INSTRUCTIONS TO FOLLOW: In the text on lithium and Alzheimer's disease, copy out the part that begins at the words "Alzheimer’s disease has" and stop after "is available below.)".

PASSAGE TO READ:
- - -

Alzheimer’s disease has no cure and no truly effective treatment. A new study about lithium in the brain has offered a smidgen of hope. (A video version of this story is available below.)

Mention lithium and you likely conjure up an image of lithium batteries or a medication to treat bipolar disease. But researchers are now looking at another aspect of lithium. The possibility that lithium in the diet may play a role in reducing the risk of Alzheimer’s disease. This is not the first time that intake of lithium has been linked with medicinal effects. Soon after the element was discovered in 1817 in the mineral petalite by Swedish chemist Johan August Arfvedson, its salts as well as water that naturally contained lithium salts, were promoted for the treatment of gout with the mistaken belief that lithium was capable of removing uric acid from the body.

- - -

EXTRACTED MATERIAL:
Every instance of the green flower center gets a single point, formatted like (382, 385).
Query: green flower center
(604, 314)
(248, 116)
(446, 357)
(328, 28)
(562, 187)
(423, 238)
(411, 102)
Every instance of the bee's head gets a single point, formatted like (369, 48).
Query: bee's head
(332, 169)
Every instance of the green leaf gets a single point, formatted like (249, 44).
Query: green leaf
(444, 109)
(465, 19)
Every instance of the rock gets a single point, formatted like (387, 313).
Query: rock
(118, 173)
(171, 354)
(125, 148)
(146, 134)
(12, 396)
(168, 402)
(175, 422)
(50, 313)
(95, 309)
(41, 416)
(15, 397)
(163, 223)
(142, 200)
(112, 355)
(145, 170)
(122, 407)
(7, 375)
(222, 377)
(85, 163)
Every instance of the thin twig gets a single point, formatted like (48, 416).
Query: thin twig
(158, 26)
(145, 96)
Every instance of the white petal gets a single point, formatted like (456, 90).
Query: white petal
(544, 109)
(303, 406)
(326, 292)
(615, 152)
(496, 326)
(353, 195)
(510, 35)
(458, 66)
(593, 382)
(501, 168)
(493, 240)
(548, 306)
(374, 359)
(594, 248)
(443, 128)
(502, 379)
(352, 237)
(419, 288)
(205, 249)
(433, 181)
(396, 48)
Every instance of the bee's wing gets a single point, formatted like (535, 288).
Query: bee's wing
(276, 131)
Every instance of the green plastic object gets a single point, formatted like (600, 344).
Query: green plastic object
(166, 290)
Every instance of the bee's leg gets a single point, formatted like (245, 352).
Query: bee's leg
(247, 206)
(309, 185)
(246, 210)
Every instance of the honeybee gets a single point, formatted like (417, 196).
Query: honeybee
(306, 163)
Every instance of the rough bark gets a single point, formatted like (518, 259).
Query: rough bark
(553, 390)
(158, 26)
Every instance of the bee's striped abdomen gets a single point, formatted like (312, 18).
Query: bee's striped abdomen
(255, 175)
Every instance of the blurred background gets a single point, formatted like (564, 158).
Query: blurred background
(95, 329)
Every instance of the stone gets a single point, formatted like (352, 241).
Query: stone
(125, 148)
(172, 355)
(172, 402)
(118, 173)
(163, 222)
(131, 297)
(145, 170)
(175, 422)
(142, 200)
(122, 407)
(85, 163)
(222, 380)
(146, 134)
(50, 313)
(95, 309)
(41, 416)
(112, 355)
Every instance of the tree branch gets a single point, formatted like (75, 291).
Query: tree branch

- - -

YOUR RESPONSE:
Alzheimer’s disease has no cure and no truly effective treatment. A new study about lithium in the brain has offered a smidgen of hope. (A video version of this story is available below.)